## Document text
::::::

Great Plains Studies, Center for

 

Date of this Version

Spring 1981

Citation

Great Plains Quarterly Vol. 1, No. 2, Spring 1981, pp. 133-34.

Comments

Copyright 1981 by the Center for Great Plains Studies, University of Nebraska-Lincoln

Abstract

One learns to be suspicious of essay collections. Not only does article quality usually vary, but often the issues addressed are so disparate that an editor can write of an encompassing theme only by using the vaguest of terms. Using these points as criteria, The American West is a better-than-average collection. Editor Jerome Steffen does not say how the eight essays were assembled, but, with one exception, the quality is very good and, with another exception, an important central theme is followed. Steffen asserts that western history needs new and enlarged perspectives if it is to escape its label of provincialism. Seven examples follow. If the perspectives offered are not wholly new, they certainly are ones in need of pointed, summary treatment such as they receive here. In brief the authors and issues are as follows: John Opie, ecological perspectives on frontier history; John Hudson, demographic theory and spatial perspectives on frontier populations; Roger Barker, environmental psychology theory and frontier character; Jerome Steffen, classification of frontiers based on number of links with parent culture; Richard Etulain, a plea for more attention to a rapidly maturing western literature; Ronald Davis, industrial capitalism as a context for urban development; and Gene Gressley, the regionalism concept and natural resource dynamics. Only Reginald Horsman deviates from the theme, but his review essay on trends in Native American history is excellent in its own right.

::::::

## Raw data

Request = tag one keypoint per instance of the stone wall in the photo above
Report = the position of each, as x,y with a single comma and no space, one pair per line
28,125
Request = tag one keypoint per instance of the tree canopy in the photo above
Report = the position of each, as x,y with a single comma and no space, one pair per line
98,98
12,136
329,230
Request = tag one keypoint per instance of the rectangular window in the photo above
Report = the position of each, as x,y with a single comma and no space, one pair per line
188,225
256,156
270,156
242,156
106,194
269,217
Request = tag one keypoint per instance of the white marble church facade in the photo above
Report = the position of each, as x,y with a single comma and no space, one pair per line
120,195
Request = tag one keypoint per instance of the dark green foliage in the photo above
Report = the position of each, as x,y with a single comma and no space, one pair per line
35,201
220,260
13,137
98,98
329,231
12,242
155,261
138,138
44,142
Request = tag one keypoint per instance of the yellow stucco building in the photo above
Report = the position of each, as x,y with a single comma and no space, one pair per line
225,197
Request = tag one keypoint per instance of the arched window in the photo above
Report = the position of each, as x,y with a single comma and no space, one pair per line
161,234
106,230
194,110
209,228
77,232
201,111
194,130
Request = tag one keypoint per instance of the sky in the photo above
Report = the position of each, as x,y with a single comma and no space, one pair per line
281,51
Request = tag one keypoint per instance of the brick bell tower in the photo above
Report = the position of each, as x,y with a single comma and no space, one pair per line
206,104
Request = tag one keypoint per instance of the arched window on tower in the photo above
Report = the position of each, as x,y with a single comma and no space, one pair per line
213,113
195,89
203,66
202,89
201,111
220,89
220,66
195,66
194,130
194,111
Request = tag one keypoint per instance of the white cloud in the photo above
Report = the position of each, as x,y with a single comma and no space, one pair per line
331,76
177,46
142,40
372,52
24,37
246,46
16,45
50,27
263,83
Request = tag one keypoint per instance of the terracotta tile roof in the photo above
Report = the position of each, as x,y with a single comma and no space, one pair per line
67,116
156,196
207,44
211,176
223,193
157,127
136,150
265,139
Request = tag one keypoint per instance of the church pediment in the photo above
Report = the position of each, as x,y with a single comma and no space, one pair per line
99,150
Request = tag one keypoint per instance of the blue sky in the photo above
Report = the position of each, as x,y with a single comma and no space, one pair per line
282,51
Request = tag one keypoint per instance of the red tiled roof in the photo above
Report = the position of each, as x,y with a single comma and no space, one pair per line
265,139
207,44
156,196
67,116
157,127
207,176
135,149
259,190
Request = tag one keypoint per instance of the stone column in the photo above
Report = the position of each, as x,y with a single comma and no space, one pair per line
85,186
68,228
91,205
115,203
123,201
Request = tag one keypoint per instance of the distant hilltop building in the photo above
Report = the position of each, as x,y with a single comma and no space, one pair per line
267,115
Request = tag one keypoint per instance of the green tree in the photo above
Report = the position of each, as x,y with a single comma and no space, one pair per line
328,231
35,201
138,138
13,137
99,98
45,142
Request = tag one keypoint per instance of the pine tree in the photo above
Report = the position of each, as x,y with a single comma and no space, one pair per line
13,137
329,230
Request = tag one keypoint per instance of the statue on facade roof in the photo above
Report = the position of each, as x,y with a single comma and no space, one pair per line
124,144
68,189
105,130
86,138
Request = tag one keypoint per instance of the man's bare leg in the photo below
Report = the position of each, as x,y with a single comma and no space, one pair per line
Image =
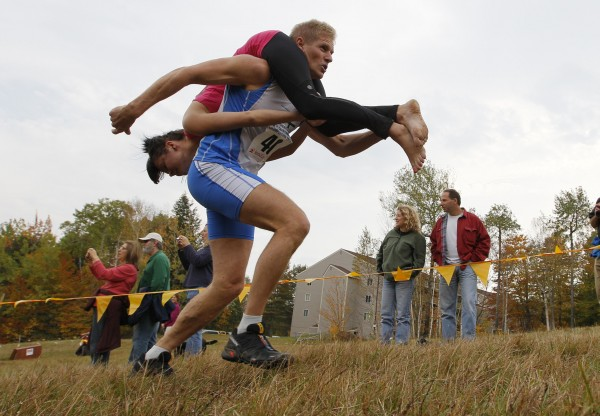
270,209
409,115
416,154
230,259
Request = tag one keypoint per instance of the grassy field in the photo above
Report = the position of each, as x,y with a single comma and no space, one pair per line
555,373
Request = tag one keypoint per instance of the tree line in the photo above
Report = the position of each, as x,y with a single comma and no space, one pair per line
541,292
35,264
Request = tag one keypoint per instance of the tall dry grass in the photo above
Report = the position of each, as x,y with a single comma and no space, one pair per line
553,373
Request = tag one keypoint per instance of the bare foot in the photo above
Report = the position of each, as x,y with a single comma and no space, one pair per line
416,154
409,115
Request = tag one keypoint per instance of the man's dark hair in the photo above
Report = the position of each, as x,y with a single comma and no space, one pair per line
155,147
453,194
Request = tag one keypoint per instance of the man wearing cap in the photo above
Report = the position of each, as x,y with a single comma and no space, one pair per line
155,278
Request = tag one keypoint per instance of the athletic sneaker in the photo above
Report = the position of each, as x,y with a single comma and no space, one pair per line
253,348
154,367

::::::

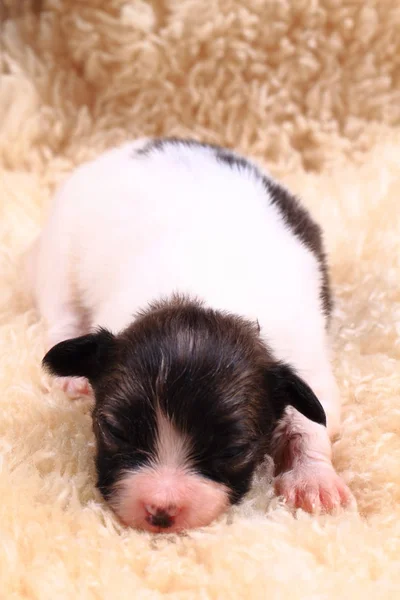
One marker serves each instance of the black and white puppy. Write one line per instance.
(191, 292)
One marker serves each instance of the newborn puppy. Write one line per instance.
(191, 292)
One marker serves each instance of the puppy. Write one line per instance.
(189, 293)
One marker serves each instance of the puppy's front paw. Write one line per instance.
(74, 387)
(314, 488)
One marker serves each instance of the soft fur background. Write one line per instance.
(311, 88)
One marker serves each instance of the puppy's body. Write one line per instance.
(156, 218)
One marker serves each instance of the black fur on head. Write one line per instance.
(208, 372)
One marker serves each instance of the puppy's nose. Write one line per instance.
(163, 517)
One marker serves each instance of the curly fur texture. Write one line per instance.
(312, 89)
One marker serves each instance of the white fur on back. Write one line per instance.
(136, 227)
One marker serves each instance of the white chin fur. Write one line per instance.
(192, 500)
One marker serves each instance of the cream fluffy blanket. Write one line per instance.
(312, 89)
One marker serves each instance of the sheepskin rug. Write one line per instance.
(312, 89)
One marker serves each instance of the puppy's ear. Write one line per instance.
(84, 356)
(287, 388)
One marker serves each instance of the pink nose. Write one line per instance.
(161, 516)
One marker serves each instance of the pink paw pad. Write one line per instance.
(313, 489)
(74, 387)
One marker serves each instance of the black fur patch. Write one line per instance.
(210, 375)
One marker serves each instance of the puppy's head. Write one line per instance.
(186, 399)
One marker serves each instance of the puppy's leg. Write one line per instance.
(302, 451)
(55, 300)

::::::

## Assigned task 1
Translate this sentence from the book review into Spanish: "One learns to be suspicious of essay collections."
## Assigned task 2
Name every person the book review identifies as the author of an essay in The American West.
## Assigned task 3
Carry on the review of The American West from its last sentence.

## Exercise answer 1
Uno aprende a desconfiar de las colecciones de ensayos.

## Exercise answer 2
John Opie, John Hudson, Roger Barker, Jerome Steffen, Richard Etulain, Ronald Davis, Gene Gressley, Reginald Horsman

## Exercise answer 3
Space prohibits detailed discussion of the essays, but several deserve comment. Roger Barker has spent a lifetime exploring behavior settings, gradually evolving his theory about the relationship between environment and behavior. This theory has largely been ignored by students in other disciplines, but it has application to the Turner thesis and many other problems commonly pursued by geographers, historians, and others. Perhaps this essay will lead to wider readership of Barker's many works. Two essays are somewhat flawed, in my view, by being too pretentious. Davis's exploitation concept provides considerable insight into American urban development, but he occasionally tries to make it a more encompassing theory than it is. Steffen argues his thesis of linkages between frontiers and parent cultures primarily by assertion. His essay suffers from banalities and a feeling of self-importance, and stands as an example of why editors should not contribute to their own volumes. Numerous typographical errors constitute another negative aspect of the book, especially in the Horsman, Barker, and Steffen pieces.

Geographers generally will find this a satisfying book. Not only is one of their own included (Hudson), but three other writers concentrate on traditional geographic concerns (Opie, Barker, and Gressley), and two more (Davis and Steffen) cite geographic sources. If The American West is any indication, history and geography again seem to be realizing their interdependency after decades of going their separate ways.